Page text:
★ ★ ★ ★ ★

Yanagihara (The People in the Trees, 2013) takes the still-bold leap of writing about characters who don’t share her background; in addition to being male, JB is African-American, Malcolm has a black father and white mother, Willem is white, and “Jude’s race was undetermined”—deserted at birth, he was raised in a monastery and had an unspeakably traumatic childhood that’s revealed slowly over the course of the book. Two of them are gay, one straight and one bisexual. There isn’t a single significant female character, and for a long novel, there isn’t much plot. There aren’t even many markers of what’s happening in the outside world; Jude moves to a loft in SoHo as a young man, but we don’t see the neighborhood change from gritty artists’ enclave to glitzy tourist destination. What we get instead is an intensely interior look at the friends’ psyches and relationships, and it’s utterly enthralling. The four men think about work and creativity and success and failure; they cook for each other, compete with each other and jostle for each other’s affection. JB bases his entire artistic career on painting portraits of his friends, while Malcolm takes care of them by designing their apartments and houses. When Jude, as an adult, is adopted by his favorite Harvard law professor, his friends join him for Thanksgiving in Cambridge every year. And when Willem becomes a movie star, they all bask in his glow. Eventually, the tone darkens and the story narrows to focus on Jude as the pain of his past cuts deep into his carefully constructed life.

★ ★ ★ ★ ★

Data lines:
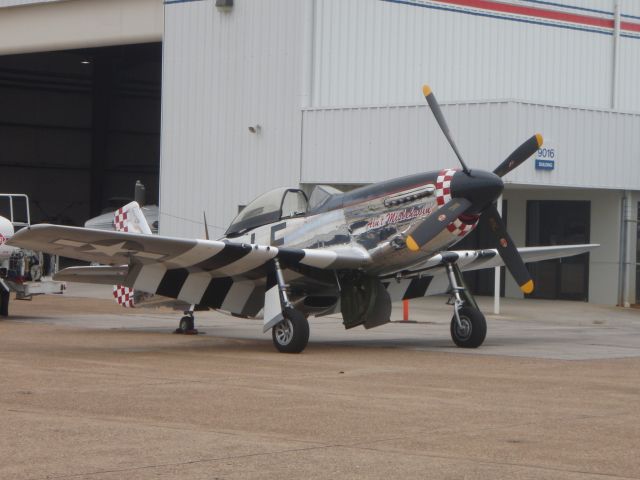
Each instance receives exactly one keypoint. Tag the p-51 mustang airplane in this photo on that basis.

★ ★ ★ ★ ★

Request: Reproduce the full review of the novel about four friends, word for word. Rely on the review by itself and leave the listing aside.

Answer:
Yanagihara (The People in the Trees, 2013) takes the still-bold leap of writing about characters who don’t share her background; in addition to being male, JB is African-American, Malcolm has a black father and white mother, Willem is white, and “Jude’s race was undetermined”—deserted at birth, he was raised in a monastery and had an unspeakably traumatic childhood that’s revealed slowly over the course of the book. Two of them are gay, one straight and one bisexual. There isn’t a single significant female character, and for a long novel, there isn’t much plot. There aren’t even many markers of what’s happening in the outside world; Jude moves to a loft in SoHo as a young man, but we don’t see the neighborhood change from gritty artists’ enclave to glitzy tourist destination. What we get instead is an intensely interior look at the friends’ psyches and relationships, and it’s utterly enthralling. The four men think about work and creativity and success and failure; they cook for each other, compete with each other and jostle for each other’s affection. JB bases his entire artistic career on painting portraits of his friends, while Malcolm takes care of them by designing their apartments and houses. When Jude, as an adult, is adopted by his favorite Harvard law professor, his friends join him for Thanksgiving in Cambridge every year. And when Willem becomes a movie star, they all bask in his glow. Eventually, the tone darkens and the story narrows to focus on Jude as the pain of his past cuts deep into his carefully constructed life.